- **Exercise instructions**:
Edit everything from the start of the rows down to the line containing "xmin=224 ymin=38 xmax=352 ymax=146", replacing "stripe" with "band" and leaving all else unchanged.

##### Entries

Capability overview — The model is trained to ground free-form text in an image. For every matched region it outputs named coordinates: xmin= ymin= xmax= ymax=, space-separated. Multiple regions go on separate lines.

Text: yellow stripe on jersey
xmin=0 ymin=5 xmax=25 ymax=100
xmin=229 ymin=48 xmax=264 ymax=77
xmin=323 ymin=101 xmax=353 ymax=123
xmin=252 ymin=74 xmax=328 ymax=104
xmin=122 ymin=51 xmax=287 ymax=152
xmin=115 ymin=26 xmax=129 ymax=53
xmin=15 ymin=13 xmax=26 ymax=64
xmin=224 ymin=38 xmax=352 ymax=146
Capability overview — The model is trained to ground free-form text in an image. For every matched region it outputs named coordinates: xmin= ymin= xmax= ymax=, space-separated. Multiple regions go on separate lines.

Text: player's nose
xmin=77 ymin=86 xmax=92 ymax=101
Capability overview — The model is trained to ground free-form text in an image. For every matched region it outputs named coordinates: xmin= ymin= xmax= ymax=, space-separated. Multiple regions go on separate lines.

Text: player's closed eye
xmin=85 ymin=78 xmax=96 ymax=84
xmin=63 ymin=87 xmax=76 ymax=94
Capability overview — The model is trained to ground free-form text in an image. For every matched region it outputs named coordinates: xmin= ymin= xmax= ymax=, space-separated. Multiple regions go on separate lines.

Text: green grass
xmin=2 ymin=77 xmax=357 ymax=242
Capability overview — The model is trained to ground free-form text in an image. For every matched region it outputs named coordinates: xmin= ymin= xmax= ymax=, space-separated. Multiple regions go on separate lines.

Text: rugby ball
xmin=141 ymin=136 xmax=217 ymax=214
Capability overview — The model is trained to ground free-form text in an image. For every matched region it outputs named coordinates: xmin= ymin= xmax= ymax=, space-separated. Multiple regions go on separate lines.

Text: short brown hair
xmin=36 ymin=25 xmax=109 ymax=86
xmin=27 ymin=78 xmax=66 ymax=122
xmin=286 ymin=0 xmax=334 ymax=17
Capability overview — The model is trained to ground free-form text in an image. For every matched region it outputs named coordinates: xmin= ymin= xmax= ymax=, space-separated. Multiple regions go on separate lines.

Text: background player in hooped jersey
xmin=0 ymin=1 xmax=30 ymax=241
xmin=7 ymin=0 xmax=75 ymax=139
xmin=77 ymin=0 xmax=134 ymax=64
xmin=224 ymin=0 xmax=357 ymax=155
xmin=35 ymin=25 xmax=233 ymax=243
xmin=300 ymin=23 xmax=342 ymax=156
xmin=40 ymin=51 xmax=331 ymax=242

##########

- **Completed task**:
Capability overview — The model is trained to ground free-form text in an image. For every matched region it outputs named coordinates: xmin= ymin= xmax= ymax=, space-separated. Multiple regions go on separate lines.

Text: yellow band on jersey
xmin=0 ymin=5 xmax=25 ymax=100
xmin=229 ymin=48 xmax=264 ymax=77
xmin=323 ymin=101 xmax=353 ymax=123
xmin=252 ymin=74 xmax=328 ymax=104
xmin=122 ymin=51 xmax=287 ymax=152
xmin=115 ymin=26 xmax=129 ymax=53
xmin=15 ymin=13 xmax=26 ymax=64
xmin=224 ymin=38 xmax=352 ymax=146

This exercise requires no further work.